>> BEGIN
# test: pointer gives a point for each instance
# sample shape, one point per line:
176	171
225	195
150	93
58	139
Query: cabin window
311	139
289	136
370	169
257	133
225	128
>> END
» GOAL
Write every line of the records above as a JSON list of strings, one string per line, with blank lines omitted.

» RESULT FOR THIS EXERCISE
[
  "# test: pointer gives a point for each instance",
  "# sample shape, one point per line:",
  "176\t171",
  "225\t195",
  "150\t93",
  "58\t139",
  "Query: cabin window",
  "311\t139",
  "289\t136",
  "370\t169",
  "257\t133",
  "225\t128"
]